=== Section Start ===

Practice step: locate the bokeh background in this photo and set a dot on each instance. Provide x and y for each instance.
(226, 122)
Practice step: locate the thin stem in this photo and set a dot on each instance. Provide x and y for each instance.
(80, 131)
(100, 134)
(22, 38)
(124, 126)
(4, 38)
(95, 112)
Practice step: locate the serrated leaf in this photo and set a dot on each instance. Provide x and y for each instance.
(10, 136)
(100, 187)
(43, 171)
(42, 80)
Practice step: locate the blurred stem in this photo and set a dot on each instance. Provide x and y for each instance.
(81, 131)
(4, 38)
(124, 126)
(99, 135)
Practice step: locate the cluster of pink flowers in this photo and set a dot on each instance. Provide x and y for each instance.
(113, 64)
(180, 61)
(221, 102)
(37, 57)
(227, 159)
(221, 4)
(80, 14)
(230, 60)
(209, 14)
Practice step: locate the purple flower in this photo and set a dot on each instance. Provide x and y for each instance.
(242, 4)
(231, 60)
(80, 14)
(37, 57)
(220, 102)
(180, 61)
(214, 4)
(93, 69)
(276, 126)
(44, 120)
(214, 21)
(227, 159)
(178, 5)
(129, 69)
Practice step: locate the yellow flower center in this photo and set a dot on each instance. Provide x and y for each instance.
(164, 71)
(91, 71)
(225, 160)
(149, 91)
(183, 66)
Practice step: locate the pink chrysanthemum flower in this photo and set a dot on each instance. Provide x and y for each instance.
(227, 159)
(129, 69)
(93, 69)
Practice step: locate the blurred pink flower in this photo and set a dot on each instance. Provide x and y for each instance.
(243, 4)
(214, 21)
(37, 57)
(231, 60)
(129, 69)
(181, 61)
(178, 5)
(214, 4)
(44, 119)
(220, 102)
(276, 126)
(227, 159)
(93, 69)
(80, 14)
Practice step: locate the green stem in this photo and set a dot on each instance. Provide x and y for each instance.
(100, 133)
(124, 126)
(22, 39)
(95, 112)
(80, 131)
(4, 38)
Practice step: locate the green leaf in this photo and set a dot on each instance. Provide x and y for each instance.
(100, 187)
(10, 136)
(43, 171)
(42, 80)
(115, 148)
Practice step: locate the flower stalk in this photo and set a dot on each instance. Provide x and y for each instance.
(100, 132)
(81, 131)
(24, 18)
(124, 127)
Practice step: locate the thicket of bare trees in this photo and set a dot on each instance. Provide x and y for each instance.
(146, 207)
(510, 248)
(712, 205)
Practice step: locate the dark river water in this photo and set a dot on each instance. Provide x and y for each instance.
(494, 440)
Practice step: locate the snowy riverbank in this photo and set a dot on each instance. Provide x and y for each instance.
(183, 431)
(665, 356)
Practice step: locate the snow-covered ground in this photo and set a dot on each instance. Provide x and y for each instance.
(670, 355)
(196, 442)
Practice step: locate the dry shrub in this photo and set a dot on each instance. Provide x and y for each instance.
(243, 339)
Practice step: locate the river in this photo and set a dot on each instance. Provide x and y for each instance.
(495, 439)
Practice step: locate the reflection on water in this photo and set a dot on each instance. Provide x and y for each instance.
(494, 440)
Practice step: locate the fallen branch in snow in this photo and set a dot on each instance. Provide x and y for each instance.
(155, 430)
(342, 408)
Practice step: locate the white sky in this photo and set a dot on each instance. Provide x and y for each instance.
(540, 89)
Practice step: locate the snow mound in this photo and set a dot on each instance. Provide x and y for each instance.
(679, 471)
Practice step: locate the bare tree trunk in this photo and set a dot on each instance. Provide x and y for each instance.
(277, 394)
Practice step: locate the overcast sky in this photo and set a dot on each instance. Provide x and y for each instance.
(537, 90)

=== Section End ===

## WHAT YOU WILL DO
Everything in the listing should be transcribed exactly.

## RESULT
Practice step: locate the bokeh background in this photo and set a dot on each instance. Provide x and y for each instance.
(226, 122)
Practice step: locate the thin stem in this photo and set a dot on each instance. Provide x and y for each instance.
(80, 131)
(100, 134)
(22, 38)
(124, 126)
(4, 38)
(95, 112)
Practice step: locate the serrated leaf in this photo and set a dot on each instance. Provide x and y for each instance.
(10, 136)
(100, 187)
(43, 171)
(42, 80)
Practice step: locate the blurred stem in this photo and set a dot on each instance. Provide x and y for each instance.
(81, 131)
(4, 38)
(124, 126)
(99, 135)
Practice step: locate the cluster of pink flowers in this photo and set a dot on each instance. Provide x and y for each instance.
(113, 64)
(180, 61)
(221, 102)
(37, 57)
(227, 159)
(221, 4)
(80, 14)
(230, 60)
(209, 14)
Practice step: locate the purple flower in this photo and set a dot on each instance. Provide x and y for each instance.
(242, 4)
(231, 60)
(80, 14)
(37, 57)
(220, 102)
(180, 61)
(214, 4)
(93, 69)
(276, 126)
(44, 120)
(214, 21)
(227, 159)
(178, 5)
(129, 69)
Practice step: locate the yellow flower center in this photo and set a dot on each instance. Provide x and y for each instance.
(164, 71)
(91, 71)
(225, 160)
(149, 91)
(183, 66)
Practice step: locate the pink chrysanthemum flower in this photo and set a dot on each instance. Provide x and y for each instance.
(227, 159)
(129, 69)
(93, 69)
Practice step: locate the blurred pink flower in this photo and set a dot on each instance. Provide x and y for each instance.
(243, 4)
(214, 21)
(37, 57)
(231, 60)
(129, 69)
(181, 61)
(178, 5)
(214, 4)
(44, 119)
(220, 102)
(276, 126)
(227, 159)
(93, 69)
(80, 14)
Practice step: locate the green stem in this photo and set a dot on each instance. Provide x and y for each instance.
(100, 133)
(124, 126)
(22, 39)
(95, 112)
(80, 131)
(4, 38)
Practice step: locate the green leaf in this photo and set a dot on each instance. Provide x and y for each instance.
(100, 187)
(10, 136)
(43, 171)
(42, 80)
(115, 148)
Practice step: locate the flower stalk in this photo and set a dot on each instance. Provide x and y for each instance.
(100, 132)
(81, 131)
(24, 18)
(124, 127)
Practice step: locate the thicket of bare trees in this photo and set a dot on each instance. Provide x and y for each instance.
(146, 207)
(510, 248)
(712, 205)
Practice step: locate the dark river water in this photo and set a dot on each instance. Provide x and y for each instance.
(494, 440)
Practice step: locate the snowy riverbank in this photo and set a dot on each instance. Provide x and y for each instance.
(183, 431)
(665, 356)
Practice step: locate the snow-covered ground in this photo and set a dot on each instance. Provide x and y for each instance.
(670, 355)
(196, 442)
Practice step: locate the dry shrub in this photo and set a dot on each instance. Provide x and y for each instance.
(243, 339)
Practice step: locate the river in this photo and set a dot on each instance. Provide x and y for each instance.
(495, 439)
Practice step: locate the reflection on water in this photo and set a dot on each instance. Provide x and y for each instance.
(494, 440)
Practice step: locate the fallen branch in snow in this photo and set a dot on each instance. Provide x and y for each instance.
(155, 430)
(342, 408)
Practice step: locate the white sky in this photo and set a dot on each instance. Provide x and y for each instance.
(540, 89)
Practice step: locate the snow mound in this photo and set a dot on each instance. Provide x and y for each instance.
(679, 471)
Practice step: locate the bare tree trunk in this photo and set a dot on each instance. Provide x and y for each instance.
(277, 394)
Practice step: locate the overcast sky in this photo and set a dot on each instance. Provide x and y for each instance.
(537, 90)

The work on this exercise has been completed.